## What is being asked
Return the entries below in their exact form, leaving the pictures out.

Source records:
(begin)

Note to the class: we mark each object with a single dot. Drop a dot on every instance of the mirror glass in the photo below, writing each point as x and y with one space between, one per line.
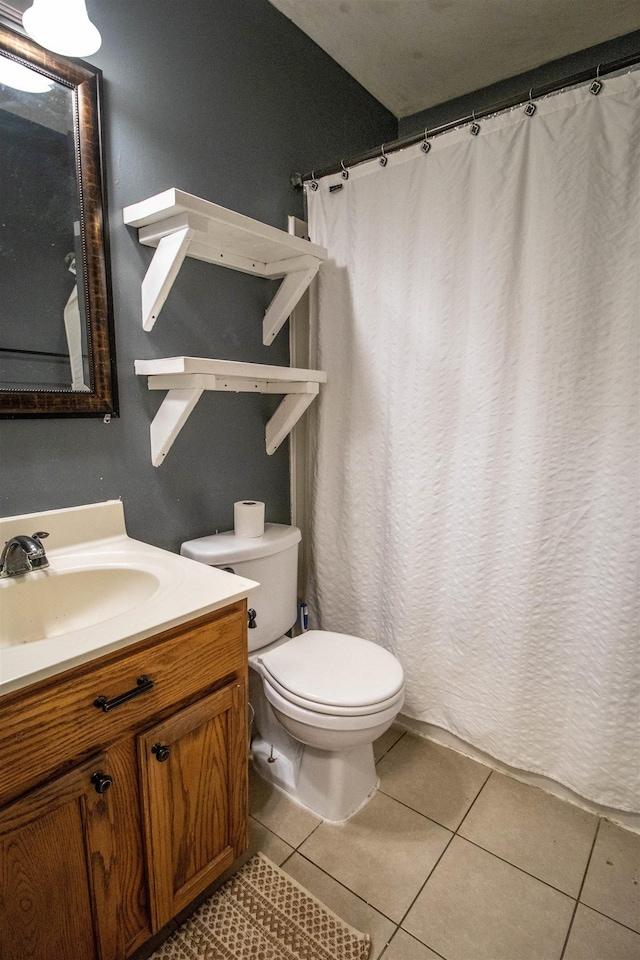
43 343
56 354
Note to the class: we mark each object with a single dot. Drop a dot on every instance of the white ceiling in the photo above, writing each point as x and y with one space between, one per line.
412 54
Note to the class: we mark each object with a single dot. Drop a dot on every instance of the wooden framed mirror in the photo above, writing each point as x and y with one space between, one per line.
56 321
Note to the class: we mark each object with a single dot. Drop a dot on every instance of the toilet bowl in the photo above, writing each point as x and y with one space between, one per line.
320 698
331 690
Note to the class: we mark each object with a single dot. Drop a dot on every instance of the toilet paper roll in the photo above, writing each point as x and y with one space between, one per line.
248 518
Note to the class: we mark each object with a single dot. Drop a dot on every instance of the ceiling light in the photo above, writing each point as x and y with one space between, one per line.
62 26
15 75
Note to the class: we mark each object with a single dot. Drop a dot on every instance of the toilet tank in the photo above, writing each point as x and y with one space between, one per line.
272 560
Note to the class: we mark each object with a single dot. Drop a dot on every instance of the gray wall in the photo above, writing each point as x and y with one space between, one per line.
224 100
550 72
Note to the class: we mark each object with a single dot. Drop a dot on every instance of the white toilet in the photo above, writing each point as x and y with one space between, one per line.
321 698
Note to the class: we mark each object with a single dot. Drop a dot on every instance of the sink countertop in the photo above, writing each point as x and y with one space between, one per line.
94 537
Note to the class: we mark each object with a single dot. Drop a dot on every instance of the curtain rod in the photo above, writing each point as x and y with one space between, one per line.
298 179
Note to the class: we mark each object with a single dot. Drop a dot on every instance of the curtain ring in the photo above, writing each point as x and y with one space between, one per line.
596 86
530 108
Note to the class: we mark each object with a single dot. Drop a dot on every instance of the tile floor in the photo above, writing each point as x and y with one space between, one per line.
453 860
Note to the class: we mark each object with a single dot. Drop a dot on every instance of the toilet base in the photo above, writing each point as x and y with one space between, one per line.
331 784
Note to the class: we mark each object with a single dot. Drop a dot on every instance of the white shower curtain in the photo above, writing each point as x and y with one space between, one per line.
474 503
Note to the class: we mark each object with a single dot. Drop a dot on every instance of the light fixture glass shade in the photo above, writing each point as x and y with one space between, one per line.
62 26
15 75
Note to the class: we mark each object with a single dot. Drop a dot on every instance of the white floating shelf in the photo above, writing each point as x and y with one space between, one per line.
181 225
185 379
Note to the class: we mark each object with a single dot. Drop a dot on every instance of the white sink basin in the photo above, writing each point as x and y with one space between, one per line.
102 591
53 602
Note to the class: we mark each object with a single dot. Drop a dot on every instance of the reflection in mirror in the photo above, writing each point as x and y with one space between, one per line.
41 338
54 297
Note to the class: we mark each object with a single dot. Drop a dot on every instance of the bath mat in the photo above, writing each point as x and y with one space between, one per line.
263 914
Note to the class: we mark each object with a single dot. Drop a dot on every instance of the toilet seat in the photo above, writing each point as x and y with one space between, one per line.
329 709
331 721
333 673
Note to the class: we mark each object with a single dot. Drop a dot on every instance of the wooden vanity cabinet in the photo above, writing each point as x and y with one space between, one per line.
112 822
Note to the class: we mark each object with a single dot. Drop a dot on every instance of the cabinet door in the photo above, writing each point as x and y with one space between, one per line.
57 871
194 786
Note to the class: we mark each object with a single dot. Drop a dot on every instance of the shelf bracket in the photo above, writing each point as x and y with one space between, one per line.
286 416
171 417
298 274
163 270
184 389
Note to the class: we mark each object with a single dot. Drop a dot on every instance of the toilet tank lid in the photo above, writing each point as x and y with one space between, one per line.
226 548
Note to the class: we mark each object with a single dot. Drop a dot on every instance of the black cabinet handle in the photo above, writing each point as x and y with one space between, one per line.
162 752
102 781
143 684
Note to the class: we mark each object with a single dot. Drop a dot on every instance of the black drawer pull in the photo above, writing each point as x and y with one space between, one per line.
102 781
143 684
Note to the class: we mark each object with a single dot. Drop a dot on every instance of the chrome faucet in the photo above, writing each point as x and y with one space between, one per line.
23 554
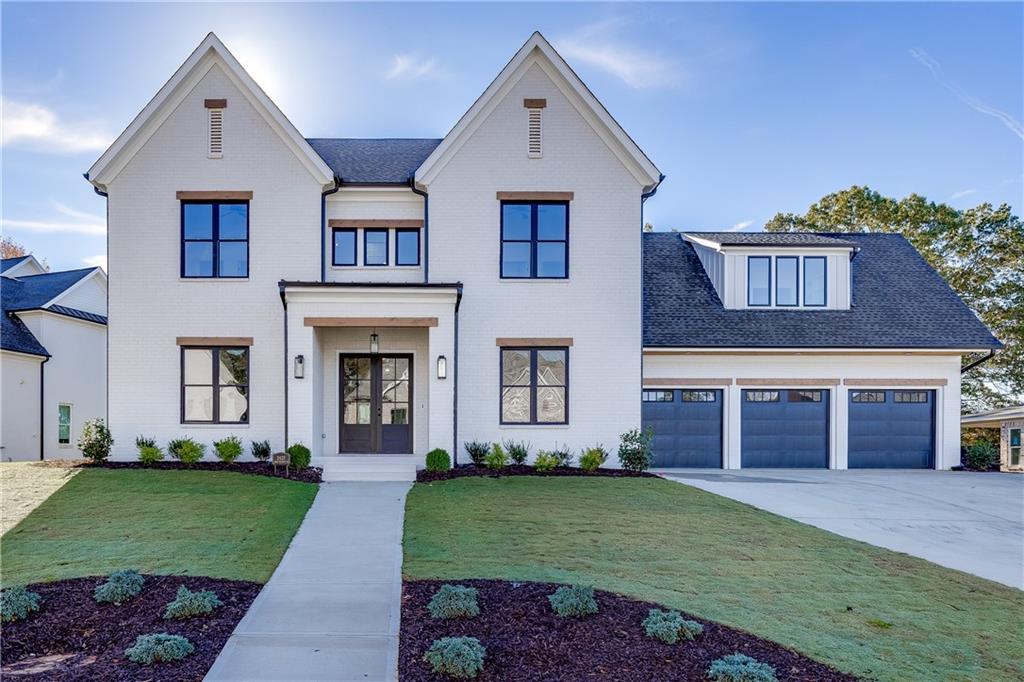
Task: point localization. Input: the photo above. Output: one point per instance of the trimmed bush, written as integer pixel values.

(end)

## Worked solution
Note to the class: we mark each object with a single dot. Drop a dot on every instance of the mirror glass in the photo below, writing each point as x and y with one space between, one per line.
43 343
56 354
Note to the class: we mark each object with a single dot. Drop a dot on every instance of the white ceiling in the photo above, writing each point as x and y with one space between, one per line.
412 54
Note to the class: we mark each object with a single dot. Drop a dot on every instance of the wooden framed mirror in the photo above, writing each point as x and y with one space between, one per line.
56 321
Note to the class: we mark each object with a single dot. Drop a dot on every instance of the toilet bowl in the photo above, writing each point as x and y with one space between, one per line.
320 698
331 690
Note to the class: we mark each object with a single dot. Drop a dot on every instance of the toilet paper roll in the photo above, writing each point as x and y with one space between, one per line.
248 518
Note to the class: we mark each object with a single dot. Drop a dot on every instance of the ceiling light in the photo above, writing each point as x and y with one space between, one per line.
62 26
15 75
Note to the class: we mark each object with a single dot. Drop a dot on every instance of the toilet tank in the photo above, writing each point as x and y with one space between, one per line.
272 560
Note to the class: we mark each object with a single dot. Drop a dot on every instance of the gray wall in the photo above, writing each point as x and y with one space between, one per line.
224 100
550 72
Note to the class: we mark each object with a single dot. Drop a dot on every instance of the white toilet in the photo above, writing each point as x and y with one space between, one per line.
321 698
Note to the class: we mark each object with a single dot. Drop a dot on every instance of the sink countertop in the photo above, writing each point as x and y with one space between, one per line.
94 537
Note to the class: we mark each object with a single dot. Drop a dot on every instance of the curtain rod in the photo above, writing each point as x and y with one space between, one per line.
298 179
Note to the class: we mark each object with a single dot. Drop a dot on every instance of the curtain ring in the photo above, writing each point as x and y with one space between, one per line.
596 86
530 108
Note to the class: we mark each object with a single dot. Drop a dot on every instance of the tile floor in the photo above, writing each point as x and y with one space between, one per line.
453 860
Note to the class: we mark each object with a single dot. Drop a dot on every instance of the toilet base in the photo above, writing each point as x and y with one space between, one per line.
331 784
Note to the class: we mark each object with a single dot. Drop a dot on every instance of the white shower curtain in the photo above, writing each point as x and y with one space between, one per line.
474 503
Note to the class: we mark each object with a single dot. Drop a dot on every instance of the light fixture glass shade in the photo above, writing each point as x and y with one space between, one per line.
62 26
15 75
Note to the class: we mark each object with a single dot. Drop a dot on every instance of the white floating shelf in the photo above, writing each point as x and y with one space between, one per line.
181 225
185 379
Note to the class: we mark each object with a single dot. Drop a dot on every instance of the white sink basin in the photo above, writing each point as x and y with one space between, one per line.
102 591
53 602
Note to the class: we mark each object with a single dot. Drop a dot on every instance of the reflection in mirror in the photo above, writing each point as x and y with one space between, one per line.
41 338
54 297
Note to the class: we mark each object with a single dot. Drop a dot on every instance of the bath mat in the photo above, writing each point as x and y with one space between, one per line.
263 914
Note to the class: we mark each object with a single dot. Drop a dot on every instance of the toilet seat in the photo above, writing each point as x and y with one space between, one per line.
329 709
331 721
333 673
Note to the class: we mark each object with a single dot. Drop a dot on every instance of the wooden vanity cabinet in the photo above, writing each point as x and y with one space between, one per line.
112 822
Note to the class: we mark each object with a single dot. Drop a dot on every instance of the cabinet door in the photo above, writing each point as x and y with one space between, one per line.
57 871
194 786
Note to the class: we mark each object with a single dot. Drop a dot on every instance of the shelf bracket in the photo above, writing each point as x and y with one space between, one per line.
286 416
171 417
298 274
163 270
184 389
Note to the class: we mark each object with a single dot. Drop a dot on every instance of the toilet tank lid in the photo above, writing each point as x and y with one space between, one per line.
226 548
Note to the class: we mark each object with a single dot. Drop a dot on every instance of the black cabinet handle in the photo above, writing each point as x and y with one space between, one per line.
162 752
102 781
143 684
Note to the class: we mark each object with a single dot. Drop a dot on every instance of the black drawer pull in the photo above, writing each point as x and y with one space between, one per line.
102 781
143 684
Note to the class: we mark each object with a single dot. Drop a dot on every instance of the chrome faucet in the photo above, writing each point as x and y with one space between, one per line.
23 554
Task: point localization. Input: the photo above. Output: one point per instance of the trimmed bush, written as integer pixel values.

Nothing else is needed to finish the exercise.